TEXTABSCHNITT:
Literaturpreis:Merzschmerz

Literaturpreis: Der Schweizer Dichter Klaus Merz erhält den mit 30 000 Euro dotierten Rainer-Malkowski-Preis.

Der Schweizer Dichter Klaus Merz erhält den mit 30 000 Euro dotierten Rainer-Malkowski-Preis.

(Foto: David Zehnder)

Verleihung des Rainer-Malkowski-Preises

Von Stefan Sommer

Aus seinem Haus in Halbhöhenlage im Schweizer Wynental sendet er seit Jahrzehnten kurze Textnachrichten in die Welt - schon lange bevor jemand die SMS oder Twitter erfand. Die minimalistischen Gedichte, Essays und Erzählungen des Lyrikers und Romanciers Klaus Merz sind verdichtete, schnappschusshafte Momentaufnahmen. Wie Blitze in der Nacht leuchten seine Texte die Welt für eine gleißende Sekunde aus, um sofort wieder zu erlöschen. In der Residenz bekommt der Autor für sein Werk den mit 30 000 Euro dotierten, renommierten Rainer-Malkowski-Preis verliehen.

BEREITGESTELLTE DATENSÄTZE:

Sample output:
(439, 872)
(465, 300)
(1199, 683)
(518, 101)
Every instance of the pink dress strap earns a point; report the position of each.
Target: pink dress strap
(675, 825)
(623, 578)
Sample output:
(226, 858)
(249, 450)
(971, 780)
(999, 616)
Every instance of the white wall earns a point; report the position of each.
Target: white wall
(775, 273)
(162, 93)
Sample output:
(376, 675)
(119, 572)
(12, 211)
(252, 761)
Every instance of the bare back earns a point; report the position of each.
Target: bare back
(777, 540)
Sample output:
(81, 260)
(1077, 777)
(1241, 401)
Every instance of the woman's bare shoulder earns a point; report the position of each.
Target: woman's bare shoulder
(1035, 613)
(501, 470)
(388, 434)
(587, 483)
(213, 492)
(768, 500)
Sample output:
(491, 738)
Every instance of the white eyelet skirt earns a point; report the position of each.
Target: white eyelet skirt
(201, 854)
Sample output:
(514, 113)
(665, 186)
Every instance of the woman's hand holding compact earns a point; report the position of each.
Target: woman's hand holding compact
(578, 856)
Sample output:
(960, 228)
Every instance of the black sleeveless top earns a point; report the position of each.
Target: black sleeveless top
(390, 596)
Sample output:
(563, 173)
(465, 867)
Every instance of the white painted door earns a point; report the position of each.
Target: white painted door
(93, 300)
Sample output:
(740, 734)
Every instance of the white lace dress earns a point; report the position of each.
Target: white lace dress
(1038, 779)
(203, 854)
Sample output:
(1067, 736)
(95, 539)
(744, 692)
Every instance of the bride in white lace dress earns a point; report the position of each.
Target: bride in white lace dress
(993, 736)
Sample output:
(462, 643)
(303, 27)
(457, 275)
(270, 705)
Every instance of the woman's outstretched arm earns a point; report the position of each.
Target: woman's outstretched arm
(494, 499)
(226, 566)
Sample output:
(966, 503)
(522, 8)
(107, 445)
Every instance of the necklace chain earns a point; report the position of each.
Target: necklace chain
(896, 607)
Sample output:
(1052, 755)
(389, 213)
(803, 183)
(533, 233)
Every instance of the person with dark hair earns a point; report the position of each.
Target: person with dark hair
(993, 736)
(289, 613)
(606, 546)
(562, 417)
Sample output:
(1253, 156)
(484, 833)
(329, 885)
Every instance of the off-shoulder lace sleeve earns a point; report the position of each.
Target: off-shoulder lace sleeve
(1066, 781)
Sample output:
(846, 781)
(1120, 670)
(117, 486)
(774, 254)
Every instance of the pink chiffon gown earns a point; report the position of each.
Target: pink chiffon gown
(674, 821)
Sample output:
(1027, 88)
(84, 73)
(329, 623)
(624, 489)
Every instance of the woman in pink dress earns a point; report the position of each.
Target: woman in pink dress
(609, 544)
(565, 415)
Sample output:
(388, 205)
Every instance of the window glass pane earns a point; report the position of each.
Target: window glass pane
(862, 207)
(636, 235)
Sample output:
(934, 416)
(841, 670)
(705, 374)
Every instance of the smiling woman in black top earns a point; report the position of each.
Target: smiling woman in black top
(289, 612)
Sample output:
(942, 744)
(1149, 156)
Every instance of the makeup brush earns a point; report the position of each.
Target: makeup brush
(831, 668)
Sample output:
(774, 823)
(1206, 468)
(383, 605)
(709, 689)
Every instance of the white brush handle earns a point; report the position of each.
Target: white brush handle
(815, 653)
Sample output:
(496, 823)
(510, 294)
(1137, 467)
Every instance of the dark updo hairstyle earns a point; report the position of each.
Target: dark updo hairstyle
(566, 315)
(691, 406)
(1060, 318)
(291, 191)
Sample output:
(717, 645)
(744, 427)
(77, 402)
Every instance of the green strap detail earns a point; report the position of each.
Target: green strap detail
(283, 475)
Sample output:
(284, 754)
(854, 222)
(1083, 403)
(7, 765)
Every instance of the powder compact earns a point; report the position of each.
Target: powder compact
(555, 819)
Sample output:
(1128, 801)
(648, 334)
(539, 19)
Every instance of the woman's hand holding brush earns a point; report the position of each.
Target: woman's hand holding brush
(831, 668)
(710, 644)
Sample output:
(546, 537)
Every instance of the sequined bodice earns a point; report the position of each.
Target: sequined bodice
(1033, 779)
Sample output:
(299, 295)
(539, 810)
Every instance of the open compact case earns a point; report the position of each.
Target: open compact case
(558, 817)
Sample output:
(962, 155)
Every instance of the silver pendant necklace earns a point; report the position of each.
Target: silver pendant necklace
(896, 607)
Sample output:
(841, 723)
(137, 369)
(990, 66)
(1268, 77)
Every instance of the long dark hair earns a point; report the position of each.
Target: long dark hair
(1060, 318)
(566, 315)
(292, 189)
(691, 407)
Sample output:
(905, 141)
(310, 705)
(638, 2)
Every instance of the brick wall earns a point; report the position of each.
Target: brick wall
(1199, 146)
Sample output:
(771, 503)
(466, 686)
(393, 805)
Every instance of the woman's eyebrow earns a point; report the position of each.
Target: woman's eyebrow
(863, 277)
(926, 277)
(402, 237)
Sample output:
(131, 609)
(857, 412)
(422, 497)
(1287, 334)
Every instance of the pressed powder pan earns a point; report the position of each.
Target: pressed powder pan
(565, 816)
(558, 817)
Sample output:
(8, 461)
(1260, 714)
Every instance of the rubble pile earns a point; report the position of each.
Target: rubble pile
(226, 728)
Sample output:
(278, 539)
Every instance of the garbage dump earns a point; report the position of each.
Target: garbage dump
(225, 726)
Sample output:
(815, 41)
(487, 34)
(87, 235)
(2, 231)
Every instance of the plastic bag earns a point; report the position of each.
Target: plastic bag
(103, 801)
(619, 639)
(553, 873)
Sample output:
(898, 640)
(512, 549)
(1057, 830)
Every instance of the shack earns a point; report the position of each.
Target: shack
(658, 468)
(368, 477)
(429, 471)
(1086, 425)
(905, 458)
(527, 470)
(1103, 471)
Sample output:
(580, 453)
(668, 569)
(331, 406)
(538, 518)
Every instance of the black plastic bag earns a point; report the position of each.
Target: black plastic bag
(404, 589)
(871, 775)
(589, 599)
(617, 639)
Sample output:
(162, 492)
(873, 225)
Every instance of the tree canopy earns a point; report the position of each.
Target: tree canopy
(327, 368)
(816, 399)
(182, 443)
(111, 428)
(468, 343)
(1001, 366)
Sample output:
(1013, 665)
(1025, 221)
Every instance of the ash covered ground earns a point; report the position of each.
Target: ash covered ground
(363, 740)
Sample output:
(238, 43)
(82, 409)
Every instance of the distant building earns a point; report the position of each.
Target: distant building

AUFGABE:
Wie hoch ist der Rainer-Malkowski-Preis laut dem Textabschnitt dotiert? Die Datensätze stammen aus einer anderen Quelle.

ANTWORT:
Mit 30 000 Euro.